Write the next part of the Bad Education article, picking up after its final sentence.

• DOCUMENT PASSAGE:
%%

When the school-set sitcom Bad Education, created by and starring Jack Whitehall, first burst onto BBC Three in 2012, it ran for three series and a feature film, and many of its young cast, including Charlie Wernham, Ethan Lawrence, Layton Williams and Weruche Opia, have gone on to have incredibly successful careers off the back of it.


A surprise announcement by the BBC in May 2022 delighted fans when it was revealed that Bad Education would be returning for a brand new series and a Christmas reunion special in which Alfie Wickers reunites with his old students one last time before leaving the school, for a joyfully chaotic careers day.


Following a successful fourth series and Christmas musical special in 2023, we're returning to Abbey Grove for Bad Education's fifth series as Strictly finalist Layton Williams is back as drama teacher Stephen Carmichael alongside Mathew Horne as Mr Fraser, Vicki Pepperdine as headteacher Ms Hoburn and the incredibly talented actors making up the new Class K.


Also back as pupil turned PE teacher Mitchell Harper, is former Hollyoaks and EastEnders actor Charlie Wernham who this series, risks losing Kayleigh having spent their life savings on a wedding venue mix-up. And when a part in a gangster film goes to Mitchell's head, he's asked to swap jobs with Stephen! We can only imagine how THAT will go down!

%%

(Excerpts from a point labeling dataset)

%%

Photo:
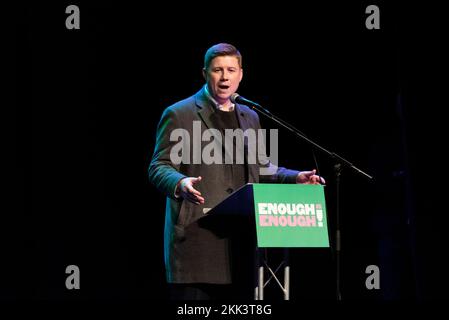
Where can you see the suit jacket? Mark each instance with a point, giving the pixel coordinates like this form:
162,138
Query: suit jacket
194,254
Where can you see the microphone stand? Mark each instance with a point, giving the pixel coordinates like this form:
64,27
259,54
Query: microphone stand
340,163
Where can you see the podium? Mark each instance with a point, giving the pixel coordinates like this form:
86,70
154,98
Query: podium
272,216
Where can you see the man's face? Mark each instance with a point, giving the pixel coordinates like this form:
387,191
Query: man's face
223,77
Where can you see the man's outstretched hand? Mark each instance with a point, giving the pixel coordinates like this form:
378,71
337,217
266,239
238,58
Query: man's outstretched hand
309,177
186,190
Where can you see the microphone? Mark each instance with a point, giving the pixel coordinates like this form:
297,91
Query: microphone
236,98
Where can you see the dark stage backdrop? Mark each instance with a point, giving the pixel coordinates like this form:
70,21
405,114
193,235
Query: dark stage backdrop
89,101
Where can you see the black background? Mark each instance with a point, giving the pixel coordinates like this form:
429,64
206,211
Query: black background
89,100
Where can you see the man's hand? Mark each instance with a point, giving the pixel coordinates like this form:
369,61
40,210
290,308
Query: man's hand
186,190
309,177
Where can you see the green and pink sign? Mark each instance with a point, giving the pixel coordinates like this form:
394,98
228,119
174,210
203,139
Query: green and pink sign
290,215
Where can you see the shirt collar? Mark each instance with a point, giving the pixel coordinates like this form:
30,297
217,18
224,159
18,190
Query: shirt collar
214,102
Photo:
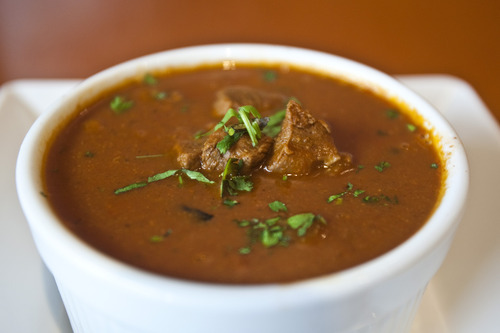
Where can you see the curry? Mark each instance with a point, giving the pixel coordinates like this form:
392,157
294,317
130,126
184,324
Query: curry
248,175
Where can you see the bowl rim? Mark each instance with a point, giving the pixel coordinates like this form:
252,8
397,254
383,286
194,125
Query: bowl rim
340,284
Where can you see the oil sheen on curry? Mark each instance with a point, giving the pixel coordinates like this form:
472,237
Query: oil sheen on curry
248,175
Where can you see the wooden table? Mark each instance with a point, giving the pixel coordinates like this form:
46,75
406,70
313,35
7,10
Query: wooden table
74,39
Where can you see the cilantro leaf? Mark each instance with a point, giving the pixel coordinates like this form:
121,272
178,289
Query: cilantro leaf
119,105
301,222
277,206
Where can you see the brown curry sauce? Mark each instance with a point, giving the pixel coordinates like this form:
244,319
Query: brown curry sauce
181,228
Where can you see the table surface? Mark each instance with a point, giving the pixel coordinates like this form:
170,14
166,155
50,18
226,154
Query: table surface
74,39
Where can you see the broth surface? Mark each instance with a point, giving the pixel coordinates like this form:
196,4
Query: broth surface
182,228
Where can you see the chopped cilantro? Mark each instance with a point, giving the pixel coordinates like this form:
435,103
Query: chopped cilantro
120,105
228,141
195,175
232,182
274,124
301,222
340,195
382,166
130,187
277,206
230,203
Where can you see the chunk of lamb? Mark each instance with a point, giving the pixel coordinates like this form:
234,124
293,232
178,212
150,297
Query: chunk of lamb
236,96
304,144
253,157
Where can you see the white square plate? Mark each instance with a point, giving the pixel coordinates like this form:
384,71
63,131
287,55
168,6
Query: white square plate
463,297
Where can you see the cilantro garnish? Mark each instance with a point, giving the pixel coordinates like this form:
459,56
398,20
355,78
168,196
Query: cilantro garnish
230,203
276,230
358,193
119,105
274,124
232,182
382,166
195,175
277,206
245,125
341,194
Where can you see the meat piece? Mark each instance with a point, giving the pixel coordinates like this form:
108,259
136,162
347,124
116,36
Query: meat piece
253,157
304,144
236,96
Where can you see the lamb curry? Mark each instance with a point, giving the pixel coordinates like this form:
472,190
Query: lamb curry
248,175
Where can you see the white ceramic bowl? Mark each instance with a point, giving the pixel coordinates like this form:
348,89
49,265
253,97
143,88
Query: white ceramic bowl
104,295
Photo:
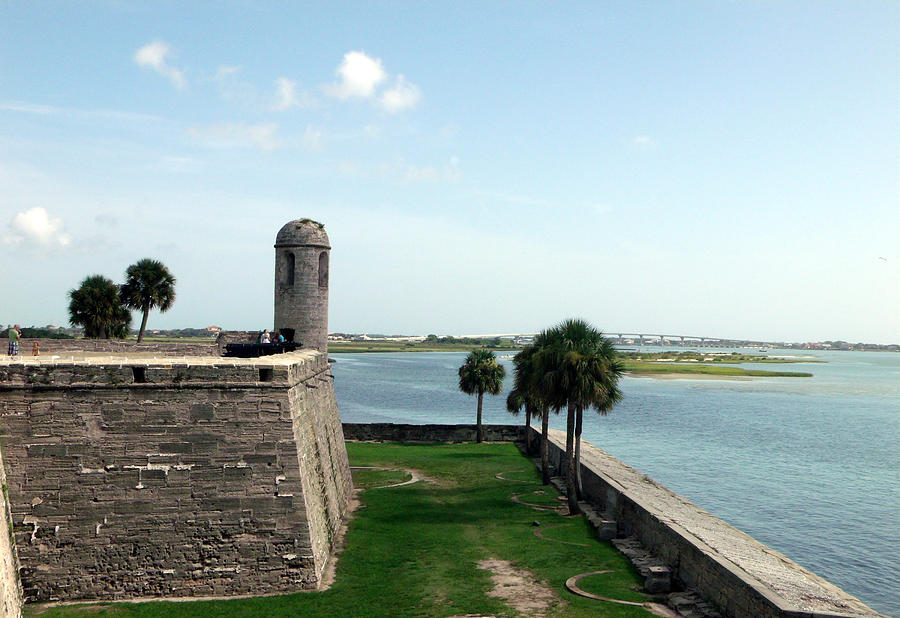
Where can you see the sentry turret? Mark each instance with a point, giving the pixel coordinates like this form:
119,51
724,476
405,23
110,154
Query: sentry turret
302,253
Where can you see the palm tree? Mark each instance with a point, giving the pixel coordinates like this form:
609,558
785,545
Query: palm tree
480,374
96,306
148,284
578,370
525,394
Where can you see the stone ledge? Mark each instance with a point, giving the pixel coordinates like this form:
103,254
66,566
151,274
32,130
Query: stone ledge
740,575
47,373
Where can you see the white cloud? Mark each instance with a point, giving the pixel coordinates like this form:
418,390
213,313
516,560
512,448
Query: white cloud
358,76
35,227
234,135
401,96
156,56
286,95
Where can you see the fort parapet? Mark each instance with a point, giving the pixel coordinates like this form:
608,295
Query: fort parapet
177,477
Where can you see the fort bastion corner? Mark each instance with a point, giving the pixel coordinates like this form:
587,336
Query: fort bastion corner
128,476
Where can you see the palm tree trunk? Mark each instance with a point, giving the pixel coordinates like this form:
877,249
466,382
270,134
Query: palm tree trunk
528,429
479,433
545,453
143,324
578,418
570,460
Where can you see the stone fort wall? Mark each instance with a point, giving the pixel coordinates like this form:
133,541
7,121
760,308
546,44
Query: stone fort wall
189,477
50,347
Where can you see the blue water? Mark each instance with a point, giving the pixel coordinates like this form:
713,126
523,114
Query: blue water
808,466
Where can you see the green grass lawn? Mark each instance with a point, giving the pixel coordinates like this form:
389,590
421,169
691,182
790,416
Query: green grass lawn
413,550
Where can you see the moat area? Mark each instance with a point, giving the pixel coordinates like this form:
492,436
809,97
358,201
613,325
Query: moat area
808,466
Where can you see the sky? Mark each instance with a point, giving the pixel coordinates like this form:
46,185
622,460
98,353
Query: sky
722,169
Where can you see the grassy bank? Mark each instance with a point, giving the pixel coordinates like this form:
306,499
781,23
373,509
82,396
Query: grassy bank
713,358
414,550
639,367
413,346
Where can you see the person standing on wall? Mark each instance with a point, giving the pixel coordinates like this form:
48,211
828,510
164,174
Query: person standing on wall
14,335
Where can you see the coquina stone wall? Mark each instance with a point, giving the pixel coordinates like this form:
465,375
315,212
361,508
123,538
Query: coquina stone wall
50,347
10,589
740,575
198,477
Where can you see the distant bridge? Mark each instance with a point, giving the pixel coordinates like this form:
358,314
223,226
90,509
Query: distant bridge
625,338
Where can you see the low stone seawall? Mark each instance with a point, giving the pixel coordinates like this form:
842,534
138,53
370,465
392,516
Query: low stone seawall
729,568
50,347
171,478
393,432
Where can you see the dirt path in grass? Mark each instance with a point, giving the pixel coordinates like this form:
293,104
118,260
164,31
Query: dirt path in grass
518,588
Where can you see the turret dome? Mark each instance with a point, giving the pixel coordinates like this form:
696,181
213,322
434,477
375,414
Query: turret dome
302,233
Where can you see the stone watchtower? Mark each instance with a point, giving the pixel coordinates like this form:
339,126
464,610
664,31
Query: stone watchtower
301,282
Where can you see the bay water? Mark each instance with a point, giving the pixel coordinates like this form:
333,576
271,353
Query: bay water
808,466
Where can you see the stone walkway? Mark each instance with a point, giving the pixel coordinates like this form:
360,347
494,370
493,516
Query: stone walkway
767,570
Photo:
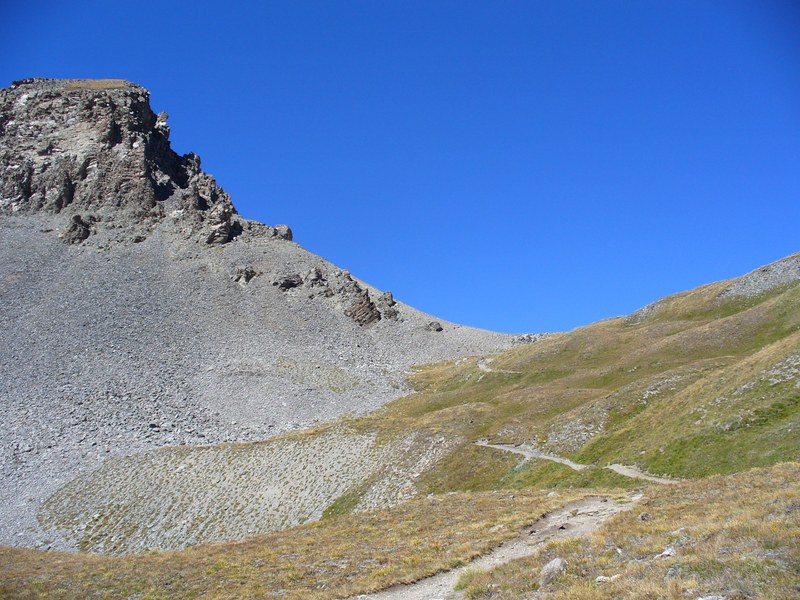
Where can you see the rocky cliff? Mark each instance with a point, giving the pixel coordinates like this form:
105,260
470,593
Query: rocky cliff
140,310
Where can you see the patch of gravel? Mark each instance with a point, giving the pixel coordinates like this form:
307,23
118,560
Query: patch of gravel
140,311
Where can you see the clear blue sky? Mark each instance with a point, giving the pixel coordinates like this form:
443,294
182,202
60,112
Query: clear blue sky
519,166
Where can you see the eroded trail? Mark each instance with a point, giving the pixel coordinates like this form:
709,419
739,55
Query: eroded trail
576,519
530,452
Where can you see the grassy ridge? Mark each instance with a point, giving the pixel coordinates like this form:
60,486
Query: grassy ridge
702,385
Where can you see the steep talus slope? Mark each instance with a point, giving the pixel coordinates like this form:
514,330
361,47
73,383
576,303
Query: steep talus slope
705,383
140,310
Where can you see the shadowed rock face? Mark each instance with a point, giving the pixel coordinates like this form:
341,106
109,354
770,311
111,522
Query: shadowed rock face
96,149
140,310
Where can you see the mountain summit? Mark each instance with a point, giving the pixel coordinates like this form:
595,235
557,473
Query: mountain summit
140,310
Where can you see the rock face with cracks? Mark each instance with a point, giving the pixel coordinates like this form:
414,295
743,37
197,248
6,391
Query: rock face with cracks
140,310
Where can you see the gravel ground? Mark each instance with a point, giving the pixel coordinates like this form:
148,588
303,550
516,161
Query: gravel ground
108,351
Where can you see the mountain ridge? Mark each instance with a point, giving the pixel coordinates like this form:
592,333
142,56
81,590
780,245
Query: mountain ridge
141,308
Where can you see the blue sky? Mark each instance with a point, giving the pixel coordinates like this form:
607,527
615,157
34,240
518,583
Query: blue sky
518,166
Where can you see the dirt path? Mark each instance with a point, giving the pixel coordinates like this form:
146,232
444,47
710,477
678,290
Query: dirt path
575,519
483,365
530,452
630,471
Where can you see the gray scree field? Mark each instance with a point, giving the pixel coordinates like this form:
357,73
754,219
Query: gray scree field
140,311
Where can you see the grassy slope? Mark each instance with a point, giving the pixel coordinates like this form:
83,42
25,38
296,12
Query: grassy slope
701,386
327,559
697,387
734,536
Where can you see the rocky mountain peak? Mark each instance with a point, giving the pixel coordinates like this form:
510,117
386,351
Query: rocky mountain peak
94,151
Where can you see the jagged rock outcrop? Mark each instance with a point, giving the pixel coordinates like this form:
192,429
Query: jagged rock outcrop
77,147
139,309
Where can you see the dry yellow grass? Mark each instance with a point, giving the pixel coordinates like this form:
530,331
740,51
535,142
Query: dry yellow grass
735,536
329,559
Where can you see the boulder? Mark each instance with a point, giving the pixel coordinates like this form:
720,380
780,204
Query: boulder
77,231
552,570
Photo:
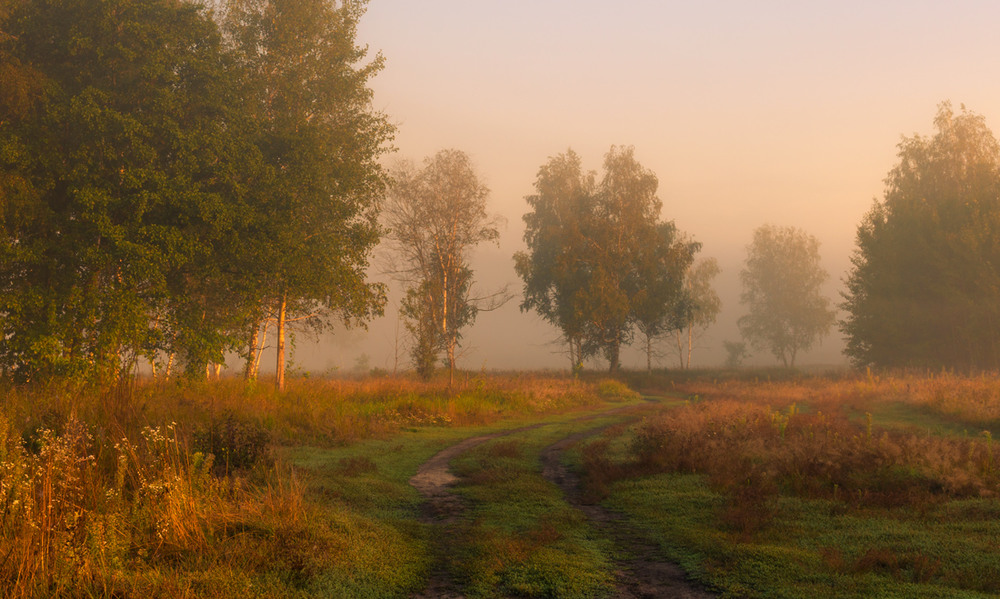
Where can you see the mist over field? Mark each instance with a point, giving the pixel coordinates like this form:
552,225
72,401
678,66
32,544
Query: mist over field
748,114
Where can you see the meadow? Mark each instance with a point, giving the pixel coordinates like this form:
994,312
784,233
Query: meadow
758,484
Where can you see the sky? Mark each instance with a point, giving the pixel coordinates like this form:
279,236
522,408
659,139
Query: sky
778,112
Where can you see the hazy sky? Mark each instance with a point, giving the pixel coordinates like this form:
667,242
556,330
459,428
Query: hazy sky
748,112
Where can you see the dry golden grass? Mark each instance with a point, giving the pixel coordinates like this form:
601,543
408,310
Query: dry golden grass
103,494
754,442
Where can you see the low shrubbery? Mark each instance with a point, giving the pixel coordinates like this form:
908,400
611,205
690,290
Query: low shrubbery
173,490
851,486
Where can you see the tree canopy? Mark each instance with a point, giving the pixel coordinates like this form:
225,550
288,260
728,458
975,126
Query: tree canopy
600,263
151,204
435,216
782,277
924,288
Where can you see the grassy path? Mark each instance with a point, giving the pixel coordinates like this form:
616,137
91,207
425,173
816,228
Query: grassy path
633,568
640,569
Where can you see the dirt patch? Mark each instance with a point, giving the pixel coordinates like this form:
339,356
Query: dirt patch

%%

• EXERCISE OUTPUT:
Aside from starring in the new series, Charlie has also co-written his very first episode of Bad Education alongside co-writer Freddy Syborn. The episode, the first in this new series, sees Class K come to Mitchell's rescue, buy helping him fund his wedding by promoting a boxing match.


Charlie is just one of several breakthrough writers working with Freddy Syborn on Bad Education, including Anna Costello, Ava Pickett, Laura Smyth, Layton Williams, Nathan Bryon and Rhys Taylor.


I recently caught up with Charlie to discuss his initial reaction to Bad Education returning, working with Layton Williams and what it was like to co-write his first episode.


We also talked about the love he has for soaps and the possibility of a return in the future, whether he might be following co-star Layton into the Strictly ballroom and why 2024 is set to be a year of stepping outside of his comfort zone.


It’s been almost 12 years since Bad Education first aired. Did you ever think you’d still be here talking about it and starring in new episodes of it all these years later?


I certainly didn't think I'd be talking about it in regards to a new series. The original series did so well. Surprisingly well, because we weren't really aware of how many people watched it and enjoyed it at that age. And it became something that people still referenced sort of 7, 8, 9, 10 years on.


So to bring it back has been an incredible journey. But no, I certainly didn't expect a reboot and even if we did do it, I didn't expect a couple of series to come out and to be a lead in it.



When you first found out that Bad Education was coming back, what did you think? Was it an instant yes? Or did you have reservations about going back?


Jack called me out of the blue and asked me about it. He said "This is our idea' and initially I was super excited. Amazing. Jack knows what he's doing. So I had a lot of trust in Jack that it would be brilliant and funny.


But there was definitely some hesitation. One of the things I asked was "Who's going to be working on it creatively?" because it did do so well, and I didn't want to be a part of something that was going to come back and not do the original justice and not give the fans what they want.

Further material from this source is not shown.